===== Input =====

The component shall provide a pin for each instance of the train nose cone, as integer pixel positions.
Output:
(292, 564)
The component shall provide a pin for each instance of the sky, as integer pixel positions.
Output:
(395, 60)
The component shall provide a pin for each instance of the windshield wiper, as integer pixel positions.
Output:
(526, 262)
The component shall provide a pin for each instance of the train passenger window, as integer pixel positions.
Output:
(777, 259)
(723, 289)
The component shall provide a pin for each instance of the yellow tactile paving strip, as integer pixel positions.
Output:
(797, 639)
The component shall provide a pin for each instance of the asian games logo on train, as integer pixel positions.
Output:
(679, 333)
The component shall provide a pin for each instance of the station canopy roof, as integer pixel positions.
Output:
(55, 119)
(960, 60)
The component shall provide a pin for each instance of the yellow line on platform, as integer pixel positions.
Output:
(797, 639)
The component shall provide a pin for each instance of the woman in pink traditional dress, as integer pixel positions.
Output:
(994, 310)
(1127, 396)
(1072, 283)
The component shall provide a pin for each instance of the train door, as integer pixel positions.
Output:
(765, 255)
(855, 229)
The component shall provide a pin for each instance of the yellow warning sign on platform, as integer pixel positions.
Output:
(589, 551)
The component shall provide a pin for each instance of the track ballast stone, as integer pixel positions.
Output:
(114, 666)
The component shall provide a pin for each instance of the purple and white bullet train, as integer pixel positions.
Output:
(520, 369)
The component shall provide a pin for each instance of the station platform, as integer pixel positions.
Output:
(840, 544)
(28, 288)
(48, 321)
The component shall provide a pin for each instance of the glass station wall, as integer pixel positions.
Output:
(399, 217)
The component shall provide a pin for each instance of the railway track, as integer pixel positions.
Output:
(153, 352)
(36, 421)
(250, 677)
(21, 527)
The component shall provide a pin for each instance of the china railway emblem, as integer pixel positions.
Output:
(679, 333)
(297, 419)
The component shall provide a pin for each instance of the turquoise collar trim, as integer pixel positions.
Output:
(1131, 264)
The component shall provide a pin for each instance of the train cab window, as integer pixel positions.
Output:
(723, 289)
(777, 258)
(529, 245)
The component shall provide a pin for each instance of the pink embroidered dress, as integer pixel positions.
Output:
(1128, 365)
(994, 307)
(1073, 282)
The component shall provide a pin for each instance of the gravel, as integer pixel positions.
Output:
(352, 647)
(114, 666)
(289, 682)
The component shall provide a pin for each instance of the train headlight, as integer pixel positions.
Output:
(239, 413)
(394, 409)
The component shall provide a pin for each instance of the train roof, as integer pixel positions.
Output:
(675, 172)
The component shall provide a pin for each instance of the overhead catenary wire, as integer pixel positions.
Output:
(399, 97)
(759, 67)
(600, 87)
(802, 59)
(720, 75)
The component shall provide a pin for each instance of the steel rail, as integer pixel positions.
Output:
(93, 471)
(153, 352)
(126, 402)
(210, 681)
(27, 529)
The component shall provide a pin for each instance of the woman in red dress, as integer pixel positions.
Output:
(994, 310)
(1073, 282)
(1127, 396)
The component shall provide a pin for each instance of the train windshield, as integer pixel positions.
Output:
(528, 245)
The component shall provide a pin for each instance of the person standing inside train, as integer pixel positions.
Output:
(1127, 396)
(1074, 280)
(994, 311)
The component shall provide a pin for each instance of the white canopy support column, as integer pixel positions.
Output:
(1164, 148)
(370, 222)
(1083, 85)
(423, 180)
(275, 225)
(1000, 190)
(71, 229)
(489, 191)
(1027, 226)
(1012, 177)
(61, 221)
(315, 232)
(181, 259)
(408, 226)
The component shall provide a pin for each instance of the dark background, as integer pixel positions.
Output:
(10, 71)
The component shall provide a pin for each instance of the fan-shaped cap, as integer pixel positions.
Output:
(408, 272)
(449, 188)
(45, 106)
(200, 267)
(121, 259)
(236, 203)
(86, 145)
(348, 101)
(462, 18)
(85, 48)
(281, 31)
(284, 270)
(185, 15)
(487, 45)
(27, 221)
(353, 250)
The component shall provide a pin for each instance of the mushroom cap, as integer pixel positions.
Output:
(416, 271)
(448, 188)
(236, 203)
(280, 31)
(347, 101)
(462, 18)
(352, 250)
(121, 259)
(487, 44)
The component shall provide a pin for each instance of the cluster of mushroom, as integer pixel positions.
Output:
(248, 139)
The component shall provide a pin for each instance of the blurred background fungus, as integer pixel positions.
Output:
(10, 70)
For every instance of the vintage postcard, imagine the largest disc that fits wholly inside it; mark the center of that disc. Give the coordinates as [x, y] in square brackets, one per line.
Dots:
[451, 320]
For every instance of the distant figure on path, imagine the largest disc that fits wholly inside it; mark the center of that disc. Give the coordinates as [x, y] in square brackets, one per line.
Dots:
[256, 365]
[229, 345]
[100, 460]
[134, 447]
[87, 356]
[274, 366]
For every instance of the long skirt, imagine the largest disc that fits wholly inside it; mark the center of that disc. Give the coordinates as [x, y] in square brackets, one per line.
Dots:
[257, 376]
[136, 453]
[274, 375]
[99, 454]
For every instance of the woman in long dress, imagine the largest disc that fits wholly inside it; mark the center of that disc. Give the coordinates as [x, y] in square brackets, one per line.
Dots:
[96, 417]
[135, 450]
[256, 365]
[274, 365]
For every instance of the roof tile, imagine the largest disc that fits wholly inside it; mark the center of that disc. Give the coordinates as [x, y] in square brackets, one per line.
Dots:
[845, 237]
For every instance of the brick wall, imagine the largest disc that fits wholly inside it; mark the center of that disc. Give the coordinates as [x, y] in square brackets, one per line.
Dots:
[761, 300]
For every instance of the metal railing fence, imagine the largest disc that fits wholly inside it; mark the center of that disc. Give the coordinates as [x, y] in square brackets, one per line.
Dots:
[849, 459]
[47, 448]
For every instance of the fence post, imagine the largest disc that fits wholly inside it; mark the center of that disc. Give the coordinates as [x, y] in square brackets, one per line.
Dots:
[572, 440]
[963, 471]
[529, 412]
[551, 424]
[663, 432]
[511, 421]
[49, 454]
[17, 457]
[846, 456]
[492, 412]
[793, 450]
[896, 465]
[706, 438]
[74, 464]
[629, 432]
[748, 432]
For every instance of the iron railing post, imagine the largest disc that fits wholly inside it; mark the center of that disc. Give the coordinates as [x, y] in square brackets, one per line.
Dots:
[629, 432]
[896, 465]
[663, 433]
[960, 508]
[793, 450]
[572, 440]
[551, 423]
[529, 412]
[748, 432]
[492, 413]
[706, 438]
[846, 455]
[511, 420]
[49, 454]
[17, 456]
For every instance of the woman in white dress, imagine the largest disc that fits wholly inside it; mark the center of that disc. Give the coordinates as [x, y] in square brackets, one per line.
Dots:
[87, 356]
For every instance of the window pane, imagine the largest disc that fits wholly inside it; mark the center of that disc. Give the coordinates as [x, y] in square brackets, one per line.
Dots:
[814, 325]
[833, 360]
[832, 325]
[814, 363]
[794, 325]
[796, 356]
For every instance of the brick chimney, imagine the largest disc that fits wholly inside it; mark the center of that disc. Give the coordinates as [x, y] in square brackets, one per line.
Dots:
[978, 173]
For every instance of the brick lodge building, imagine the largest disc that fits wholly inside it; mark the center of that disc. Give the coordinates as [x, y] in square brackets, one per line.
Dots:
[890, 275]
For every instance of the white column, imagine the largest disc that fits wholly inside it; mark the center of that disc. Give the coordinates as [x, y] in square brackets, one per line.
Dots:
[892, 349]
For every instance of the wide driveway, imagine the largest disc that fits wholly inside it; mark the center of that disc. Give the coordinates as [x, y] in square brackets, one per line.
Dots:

=====

§ **Required work**:
Print the records again in full, exactly as they appear above.

§ **Solution to the exercise**:
The component shall provide a pin for each instance of the train nose cone, as integer pixel positions.
Output:
(292, 564)
The component shall provide a pin for each instance of the sky, as integer pixel positions.
Output:
(395, 60)
The component shall provide a pin for each instance of the windshield wiper, as integer pixel positions.
Output:
(526, 262)
The component shall provide a pin for each instance of the train passenger window, as integer pixel positions.
Output:
(777, 259)
(723, 289)
The component shall provide a pin for each instance of the yellow tactile paving strip, as integer pixel positions.
Output:
(797, 639)
The component shall provide a pin for each instance of the asian games logo on train, as integer pixel positions.
Output:
(679, 333)
The component shall provide a pin for each instance of the station canopy roof, as integer pixel positions.
Output:
(55, 119)
(960, 60)
The component shall provide a pin for each instance of the yellow line on platform, as integer pixel positions.
Output:
(797, 639)
The component shall provide a pin for each instance of the woman in pink traditional dress, as integer pixel positions.
Output:
(994, 310)
(1127, 396)
(1072, 283)
The component shall provide a pin for each instance of the train door, as integer pixel positions.
Output:
(765, 255)
(855, 229)
The component shall provide a pin for each instance of the yellow warning sign on platform, as integer pixel positions.
Output:
(589, 551)
The component shall provide a pin for each instance of the track ballast stone, as integer pixel positions.
Output:
(114, 666)
The component shall provide a pin for each instance of the purple and white bullet train, as integer pixel positions.
Output:
(520, 369)
The component shall provide a pin for each instance of the station platform, as integer pixel positions.
Output:
(840, 544)
(28, 288)
(48, 321)
The component shall provide a pin for each instance of the glass station wall, as integer pixel positions.
Output:
(399, 217)
The component shall provide a pin for each instance of the railway track, as integer pixel positions.
Output:
(153, 352)
(36, 421)
(250, 677)
(21, 527)
The component shall provide a pin for each instance of the china railway emblem, as integer pixel positions.
Output:
(679, 333)
(297, 419)
The component shall provide a pin for each instance of the turquoise collar trim, as integer pixel positions.
Output:
(1131, 264)
The component shall provide a pin for each instance of the train cab window, as integer pixel positions.
Output:
(723, 289)
(777, 258)
(529, 245)
The component shall provide a pin for each instance of the pink embroidered dress, as integer pixel positions.
Output:
(1128, 365)
(994, 307)
(1073, 282)
The component shall provide a pin for each instance of the gravel, as integer pixel positions.
Output:
(352, 647)
(114, 666)
(289, 682)
The component shall provide a pin for each instance of the train headlight, as integer pixel positions.
Output:
(239, 413)
(394, 409)
The component shall provide a pin for each instance of the train roof, as integer pixel positions.
Output:
(675, 172)
The component shall provide a pin for each instance of the overhead catenary wire, as integer pixel positions.
Output:
(399, 97)
(759, 67)
(600, 87)
(802, 59)
(720, 75)
The component shall provide a pin for each instance of the steel rail, as integer pixel positions.
Output:
(93, 471)
(153, 352)
(126, 402)
(210, 681)
(27, 529)
The component shall provide a pin for each instance of the woman in red dress, as integer pixel positions.
Output:
(994, 310)
(1073, 282)
(1127, 396)
The component shall provide a pin for each instance of the train windshield, as integer pixel positions.
Output:
(528, 245)
The component shall provide a pin for each instance of the person standing inside train, as integer pixel positions.
Output:
(1127, 396)
(1074, 280)
(994, 311)
The component shall provide a pin for each instance of the white canopy support column, as integer pixel positions.
Output:
(1164, 148)
(370, 222)
(1083, 85)
(423, 180)
(275, 225)
(1000, 190)
(71, 229)
(489, 191)
(1027, 226)
(1012, 177)
(61, 221)
(315, 232)
(181, 259)
(408, 226)
The component shall provide a pin for each instance of the dark background, as integer pixel positions.
Output:
(10, 71)
The component shall provide a pin for each instance of the fan-shaped cap, as integer pixel positions.
Output:
(408, 272)
(449, 188)
(45, 106)
(200, 267)
(121, 259)
(236, 203)
(86, 145)
(348, 101)
(462, 18)
(85, 48)
(281, 31)
(284, 270)
(185, 15)
(487, 45)
(27, 221)
(353, 250)
The component shall provide a pin for each instance of the mushroom cap, as integer pixel positions.
Output:
(416, 271)
(448, 188)
(236, 203)
(280, 31)
(347, 101)
(462, 18)
(352, 250)
(121, 259)
(487, 44)
The component shall provide a pin for each instance of the cluster of mushroom, as integer pixel positions.
Output:
(248, 139)
The component shall provide a pin for each instance of the blurred background fungus, as integer pixel positions.
Output:
(10, 70)
For every instance of the vintage postcard, imagine the largest disc that fits wholly inside it; mark the center of that disc. Give the coordinates as [x, y] in square brackets, one per line.
Dots:
[451, 320]
For every instance of the distant figure on path, imagine the largest disc that fits wholly inside it; mark the center of that disc. Give the coordinates as [x, y] in square brackets, one per line.
Dots:
[256, 365]
[229, 345]
[100, 460]
[134, 447]
[87, 356]
[274, 366]
For every instance of the long skirt, imagine the largest disc that fits wholly inside it; mark the center of that disc. Give the coordinates as [x, y] in square brackets, one per line.
Dots:
[257, 376]
[136, 453]
[274, 375]
[99, 454]
For every instance of the woman in long dress, imagine the largest disc that fits wholly inside it; mark the center of that disc. Give the coordinates as [x, y] in square brackets, one per line.
Dots:
[96, 417]
[135, 450]
[256, 365]
[274, 365]
For every instance of the roof tile, imagine the largest disc that fits wholly inside it; mark the center of that disc. Give the coordinates as [x, y] in square brackets, one per line.
Dots:
[845, 237]
For every instance of the brick wall, imagine the largest disc that fits wholly inside it; mark the center of that disc. Give the coordinates as [x, y] in square brackets, one per line.
Dots:
[761, 300]
For every instance of the metal railing fence, imagine the largest disc that fits wholly inside it; mark the center of that disc. Give the coordinates as [x, y] in square brackets, one per line.
Dots:
[849, 459]
[47, 448]
For every instance of the fence post, imagine the largest disc that fits wholly inside it; mark the center of that disc. Give the coordinates as [x, y] in square brackets, one per line.
Dots:
[572, 440]
[963, 471]
[529, 412]
[551, 424]
[663, 432]
[511, 421]
[49, 454]
[17, 457]
[846, 456]
[492, 412]
[793, 450]
[896, 465]
[706, 438]
[74, 464]
[629, 432]
[748, 432]
For every instance of the iron railing post, imagine the largest disc that fits wholly inside it; mark the center of that disc. Give the coordinates as [x, y] in square brackets, one per line.
Dots:
[629, 432]
[896, 465]
[663, 433]
[960, 508]
[793, 450]
[572, 440]
[551, 423]
[529, 412]
[748, 432]
[492, 413]
[706, 438]
[846, 455]
[511, 420]
[49, 454]
[17, 456]
For every instance of the woman in white dress, imagine the largest disc that fits wholly inside it; mark the center of that disc. Give the coordinates as [x, y] in square brackets, one per line.
Dots:
[87, 356]
For every instance of the window pane, imagine the largest disc that fits wholly inside it; mark the center of that disc. Give the coordinates as [x, y] in square brackets, one per line.
Dots:
[814, 325]
[833, 360]
[832, 325]
[814, 363]
[794, 325]
[796, 356]
For every instance of the brick chimney, imagine the largest disc that fits wholly inside it; mark the center of that disc. Give the coordinates as [x, y] in square brackets, one per line.
Dots:
[978, 173]
For every instance of the brick lodge building, imagine the largest disc that fits wholly inside it; mark the center of that disc. Give the coordinates as [x, y] in square brackets, one per line.
Dots:
[890, 275]
For every instance of the white column, imagine the largest disc that fits wholly inside it; mark the center of that disc. Give the coordinates as [x, y] in square brackets, one per line.
Dots:
[892, 349]
For every instance of the wide driveway, imagine the largest disc that fits wholly inside it; mark the center of that disc. Give the coordinates as [x, y] in square brackets, one per line.
Dots:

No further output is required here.